Problem to work on
Render every line of the material below as a numbered list, leaving out any blank lines.

(Position identification records)
────────

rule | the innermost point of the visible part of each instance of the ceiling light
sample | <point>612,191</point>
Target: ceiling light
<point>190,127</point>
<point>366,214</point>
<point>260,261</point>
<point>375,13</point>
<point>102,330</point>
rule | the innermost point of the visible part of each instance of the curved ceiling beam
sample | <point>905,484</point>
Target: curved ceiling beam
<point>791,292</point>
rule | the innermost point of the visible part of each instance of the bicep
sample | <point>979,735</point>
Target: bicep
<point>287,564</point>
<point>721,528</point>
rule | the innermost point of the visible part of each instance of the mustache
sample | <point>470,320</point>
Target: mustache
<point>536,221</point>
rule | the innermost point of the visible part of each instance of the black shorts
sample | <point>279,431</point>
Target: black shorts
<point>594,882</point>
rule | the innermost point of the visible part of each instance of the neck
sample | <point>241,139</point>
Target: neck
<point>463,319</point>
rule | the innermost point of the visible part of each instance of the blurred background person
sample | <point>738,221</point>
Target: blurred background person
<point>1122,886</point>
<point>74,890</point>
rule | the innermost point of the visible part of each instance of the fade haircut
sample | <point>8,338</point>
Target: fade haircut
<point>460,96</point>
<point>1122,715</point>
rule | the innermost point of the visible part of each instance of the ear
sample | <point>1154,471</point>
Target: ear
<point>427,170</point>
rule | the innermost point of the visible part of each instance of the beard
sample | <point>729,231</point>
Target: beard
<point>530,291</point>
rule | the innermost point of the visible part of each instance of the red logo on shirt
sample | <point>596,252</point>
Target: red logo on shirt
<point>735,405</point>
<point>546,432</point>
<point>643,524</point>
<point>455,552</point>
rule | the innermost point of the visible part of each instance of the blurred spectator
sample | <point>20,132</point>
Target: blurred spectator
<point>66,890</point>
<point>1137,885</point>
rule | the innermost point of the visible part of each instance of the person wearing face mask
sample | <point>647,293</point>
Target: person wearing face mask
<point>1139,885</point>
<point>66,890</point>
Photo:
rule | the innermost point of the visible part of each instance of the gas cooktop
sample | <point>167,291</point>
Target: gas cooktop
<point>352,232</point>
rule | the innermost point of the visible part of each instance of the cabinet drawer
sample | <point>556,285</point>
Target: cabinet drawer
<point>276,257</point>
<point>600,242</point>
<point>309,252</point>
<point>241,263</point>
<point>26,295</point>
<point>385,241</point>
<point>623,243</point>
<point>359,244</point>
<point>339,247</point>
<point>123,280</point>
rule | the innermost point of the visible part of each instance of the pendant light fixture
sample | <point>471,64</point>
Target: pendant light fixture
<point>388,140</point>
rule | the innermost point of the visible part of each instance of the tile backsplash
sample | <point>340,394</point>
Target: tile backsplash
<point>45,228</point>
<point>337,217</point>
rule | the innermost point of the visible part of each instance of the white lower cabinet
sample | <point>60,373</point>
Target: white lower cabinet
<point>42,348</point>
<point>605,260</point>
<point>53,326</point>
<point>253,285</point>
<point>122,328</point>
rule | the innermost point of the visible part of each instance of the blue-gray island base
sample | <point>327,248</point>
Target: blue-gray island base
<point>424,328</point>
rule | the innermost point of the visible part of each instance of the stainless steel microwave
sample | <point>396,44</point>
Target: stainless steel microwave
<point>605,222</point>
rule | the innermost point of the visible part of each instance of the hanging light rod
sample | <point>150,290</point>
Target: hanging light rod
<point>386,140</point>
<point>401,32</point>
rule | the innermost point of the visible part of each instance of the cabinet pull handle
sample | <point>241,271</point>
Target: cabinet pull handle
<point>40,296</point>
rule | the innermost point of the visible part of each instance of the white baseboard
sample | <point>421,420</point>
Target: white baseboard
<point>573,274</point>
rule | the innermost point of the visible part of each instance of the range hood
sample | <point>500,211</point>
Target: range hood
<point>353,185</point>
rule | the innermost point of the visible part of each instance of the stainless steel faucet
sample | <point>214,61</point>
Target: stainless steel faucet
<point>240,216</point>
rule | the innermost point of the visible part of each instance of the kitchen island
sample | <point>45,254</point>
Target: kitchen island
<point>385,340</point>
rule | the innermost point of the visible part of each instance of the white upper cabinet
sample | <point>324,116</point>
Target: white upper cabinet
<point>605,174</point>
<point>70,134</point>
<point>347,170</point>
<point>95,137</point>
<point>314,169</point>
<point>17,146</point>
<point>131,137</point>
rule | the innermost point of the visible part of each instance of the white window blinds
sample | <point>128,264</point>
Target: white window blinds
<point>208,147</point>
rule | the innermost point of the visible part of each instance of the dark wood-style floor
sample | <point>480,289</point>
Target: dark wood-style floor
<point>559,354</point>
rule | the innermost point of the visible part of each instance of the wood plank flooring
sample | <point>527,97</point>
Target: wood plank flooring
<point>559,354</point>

────────

Answer below
1. rule | the innermost point of the visible part of each instance of the ceiling light
2. sample | <point>612,191</point>
3. Target: ceiling light
4. <point>190,127</point>
5. <point>366,214</point>
6. <point>260,261</point>
7. <point>375,13</point>
8. <point>102,330</point>
9. rule | the innermost point of the visible part of each instance of the curved ceiling beam
10. sample | <point>905,484</point>
11. Target: curved ceiling beam
12. <point>791,292</point>
13. rule | the innermost point of the visible part of each instance of the bicep
14. sample | <point>979,735</point>
15. Target: bicep
16. <point>287,564</point>
17. <point>721,528</point>
18. rule | the innermost point of the visible part of each instance of the mustache
19. sample | <point>470,320</point>
20. Target: mustache
21. <point>536,221</point>
22. rule | the innermost point of the visible part of each instance of the black shorts
23. sample | <point>279,431</point>
24. Target: black shorts
25. <point>594,882</point>
26. rule | the innermost point of the visible part of each instance of the neck
27. sample | <point>241,139</point>
28. Target: neck
29. <point>463,319</point>
30. rule | the innermost point of the visible part of each instance of the blurred background person
31. sample | <point>738,221</point>
32. Target: blurred background person
33. <point>1122,886</point>
34. <point>74,890</point>
35. rule | the innermost point of the visible part of each instance of the fade haircut
36. sample | <point>8,338</point>
37. Target: fade haircut
38. <point>460,96</point>
39. <point>1122,715</point>
40. rule | the innermost point of the visible part of each instance of the ear
41. sample | <point>1154,471</point>
42. Target: ear
43. <point>427,170</point>
44. rule | the innermost point of the visible part of each instance of the beard
45. sample | <point>729,231</point>
46. Target: beard
47. <point>530,291</point>
48. rule | the innermost point of the visible part of each instance of the red logo on shirt
49. sample | <point>596,252</point>
50. Target: red logo on shirt
51. <point>735,405</point>
52. <point>546,432</point>
53. <point>643,524</point>
54. <point>455,552</point>
55. rule | the innermost point of the visible part of each instance of the blurred spectator
56. sample | <point>20,132</point>
57. Target: blurred spectator
58. <point>66,890</point>
59. <point>1137,885</point>
60. rule | the innermost point of the visible part of each instance of the person wearing face mask
61. sample | <point>647,293</point>
62. Target: person wearing face mask
63. <point>1139,885</point>
64. <point>66,890</point>
65. Photo:
66. rule | the innermost point of the visible part of each instance of the gas cooktop
67. sample | <point>167,291</point>
68. Target: gas cooktop
69. <point>352,232</point>
70. rule | the innermost point of the visible part of each instance of the cabinet drawer
71. sample | <point>556,285</point>
72. Target: cabinet drawer
73. <point>276,257</point>
74. <point>600,242</point>
75. <point>309,252</point>
76. <point>241,263</point>
77. <point>26,295</point>
78. <point>385,241</point>
79. <point>623,243</point>
80. <point>359,244</point>
81. <point>339,247</point>
82. <point>123,280</point>
83. rule | the innermost point of the visible part of each instance of the pendant light fixture
84. sample | <point>471,64</point>
85. Target: pendant light fixture
86. <point>388,140</point>
87. rule | the innermost point of the visible part of each instance of the tile backsplash
88. sample | <point>340,394</point>
89. Target: tile backsplash
90. <point>45,228</point>
91. <point>337,217</point>
92. rule | the innermost point of the visible part of each instance of the white lower cabinet
93. sample | <point>60,373</point>
94. Target: white lower cabinet
95. <point>42,348</point>
96. <point>605,260</point>
97. <point>53,326</point>
98. <point>253,285</point>
99. <point>122,328</point>
100. rule | the innermost point of the visible part of each instance of the blue-gray island base
101. sample | <point>327,248</point>
102. Target: blue-gray island base
103. <point>424,328</point>
104. rule | the innermost point of the visible part of each instance of the stainless steel microwave
105. sample | <point>396,44</point>
106. Target: stainless steel microwave
107. <point>605,222</point>
108. rule | the innermost point of the visible part of each instance of the hanging light rod
109. sample | <point>150,290</point>
110. Target: hanging light rod
111. <point>386,140</point>
112. <point>401,32</point>
113. rule | the innermost point of the visible part of each instance of the cabinet pull handle
114. sample | <point>241,271</point>
115. Target: cabinet pull handle
116. <point>40,296</point>
117. rule | the innermost point of the visible part of each instance of the white baseboard
118. sample | <point>421,420</point>
119. Target: white baseboard
120. <point>573,274</point>
121. rule | the innermost point of the visible part of each instance of the range hood
122. sample | <point>500,211</point>
123. Target: range hood
124. <point>353,185</point>
125. rule | the innermost point of the visible part of each instance of the stainless steel faucet
126. sample | <point>214,61</point>
127. Target: stainless steel faucet
128. <point>240,216</point>
129. rule | the innermost point of the visible part of each instance of the kitchen island
130. sample | <point>45,254</point>
131. Target: kitchen island
132. <point>385,340</point>
133. rule | the innermost point of the visible part of each instance of the white upper cabinet
134. sample | <point>324,116</point>
135. Target: white upper cabinet
136. <point>605,174</point>
137. <point>70,134</point>
138. <point>347,170</point>
139. <point>95,137</point>
140. <point>314,169</point>
141. <point>17,146</point>
142. <point>131,137</point>
143. rule | the innermost point of the visible part of each instance of the white window blinds
144. sample | <point>128,264</point>
145. Target: white window blinds
146. <point>208,147</point>
147. rule | the innermost point of the visible part of each instance of the dark wood-style floor
148. sample | <point>480,289</point>
149. Target: dark wood-style floor
150. <point>559,354</point>
151. rule | the innermost point of the visible part of each instance of the wood plank flooring
152. sample | <point>527,97</point>
153. Target: wood plank flooring
154. <point>559,354</point>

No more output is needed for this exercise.